* **Your objective**:
Rewrite every one of the rows below, replacing each occurrence of "bounding box" with "rectangle" and leaving everything else unchanged.

— START —

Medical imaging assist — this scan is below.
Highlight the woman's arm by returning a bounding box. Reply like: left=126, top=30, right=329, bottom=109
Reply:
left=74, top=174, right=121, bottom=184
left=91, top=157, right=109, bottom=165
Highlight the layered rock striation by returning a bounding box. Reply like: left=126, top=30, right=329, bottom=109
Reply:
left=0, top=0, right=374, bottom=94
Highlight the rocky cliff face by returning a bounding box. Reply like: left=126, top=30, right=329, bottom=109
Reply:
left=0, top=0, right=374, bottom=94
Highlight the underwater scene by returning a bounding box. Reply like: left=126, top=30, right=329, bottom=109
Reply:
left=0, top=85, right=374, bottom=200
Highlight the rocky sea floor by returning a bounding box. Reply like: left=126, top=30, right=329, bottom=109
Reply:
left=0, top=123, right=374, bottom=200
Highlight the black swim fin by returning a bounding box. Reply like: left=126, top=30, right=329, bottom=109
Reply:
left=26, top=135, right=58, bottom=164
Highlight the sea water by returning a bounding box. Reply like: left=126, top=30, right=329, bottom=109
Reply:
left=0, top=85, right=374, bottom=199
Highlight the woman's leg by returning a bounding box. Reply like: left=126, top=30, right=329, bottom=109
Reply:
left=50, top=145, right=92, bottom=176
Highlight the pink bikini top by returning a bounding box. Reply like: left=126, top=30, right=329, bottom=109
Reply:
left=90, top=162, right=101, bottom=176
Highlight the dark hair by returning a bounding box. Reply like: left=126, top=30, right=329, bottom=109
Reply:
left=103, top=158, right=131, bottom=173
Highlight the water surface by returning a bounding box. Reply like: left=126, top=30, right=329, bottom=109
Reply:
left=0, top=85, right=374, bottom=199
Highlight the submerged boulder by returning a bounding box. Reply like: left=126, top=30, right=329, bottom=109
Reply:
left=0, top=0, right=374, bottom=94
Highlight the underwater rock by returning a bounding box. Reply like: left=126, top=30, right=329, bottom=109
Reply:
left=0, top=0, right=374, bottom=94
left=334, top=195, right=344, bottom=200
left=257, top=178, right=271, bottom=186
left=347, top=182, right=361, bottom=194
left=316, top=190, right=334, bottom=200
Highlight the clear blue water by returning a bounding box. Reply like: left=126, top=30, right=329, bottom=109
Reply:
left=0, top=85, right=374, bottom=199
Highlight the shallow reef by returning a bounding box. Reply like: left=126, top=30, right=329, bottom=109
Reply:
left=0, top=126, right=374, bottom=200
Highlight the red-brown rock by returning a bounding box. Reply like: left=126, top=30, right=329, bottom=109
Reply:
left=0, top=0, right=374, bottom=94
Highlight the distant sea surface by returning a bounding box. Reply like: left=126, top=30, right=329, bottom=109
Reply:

— END —

* **Full solution**:
Medical imaging assist — this scan is below.
Highlight the woman's arm by returning a rectangle. Reply like: left=126, top=30, right=329, bottom=109
Reply:
left=74, top=174, right=121, bottom=184
left=91, top=157, right=109, bottom=165
Highlight the layered rock striation by returning a rectangle. Reply like: left=126, top=30, right=329, bottom=109
Reply:
left=0, top=0, right=374, bottom=94
Highlight the rocky cliff face by returning a rectangle. Reply like: left=126, top=30, right=329, bottom=109
Reply:
left=0, top=0, right=374, bottom=94
Highlight the underwater scene by returning a rectangle. Reply like: left=126, top=30, right=329, bottom=109
Reply:
left=0, top=85, right=374, bottom=200
Highlight the rocky sea floor by returning a rectangle. Reply like: left=126, top=30, right=329, bottom=109
Reply:
left=0, top=123, right=374, bottom=200
Highlight the black swim fin by returning a rectangle. Reply like: left=126, top=30, right=329, bottom=109
Reply:
left=26, top=135, right=58, bottom=164
Highlight the sea water by returning a rectangle. Reply like: left=126, top=30, right=329, bottom=109
Reply:
left=0, top=85, right=374, bottom=199
Highlight the woman's leg by returning a rectangle. Reply like: left=126, top=30, right=329, bottom=109
Reply:
left=50, top=145, right=92, bottom=176
Highlight the pink bikini top by returning a rectangle. Reply like: left=126, top=30, right=329, bottom=109
Reply:
left=90, top=162, right=101, bottom=176
Highlight the dark hair by returning a rectangle. Reply like: left=126, top=30, right=329, bottom=109
Reply:
left=103, top=158, right=131, bottom=173
Highlight the water surface by returning a rectangle. Reply like: left=126, top=30, right=329, bottom=109
Reply:
left=0, top=85, right=374, bottom=199
Highlight the submerged boulder by returning a rectangle. Reply like: left=126, top=30, right=329, bottom=109
Reply:
left=0, top=0, right=374, bottom=94
Highlight the underwater rock by returning a rectangle. Reply like: left=126, top=30, right=329, bottom=109
Reply:
left=0, top=0, right=374, bottom=94
left=334, top=195, right=344, bottom=200
left=257, top=178, right=271, bottom=186
left=347, top=182, right=361, bottom=194
left=316, top=190, right=334, bottom=200
Highlight the clear blue water by returning a rectangle. Reply like: left=126, top=30, right=329, bottom=109
Reply:
left=0, top=85, right=374, bottom=199
Highlight the shallow reef by returning a rectangle. Reply like: left=126, top=30, right=329, bottom=109
Reply:
left=0, top=126, right=374, bottom=200
Highlight the red-brown rock by returning a rectangle. Reply like: left=126, top=30, right=329, bottom=109
Reply:
left=0, top=0, right=374, bottom=94
Highlight the distant sea surface by returning a rectangle. Reply like: left=126, top=30, right=329, bottom=109
Reply:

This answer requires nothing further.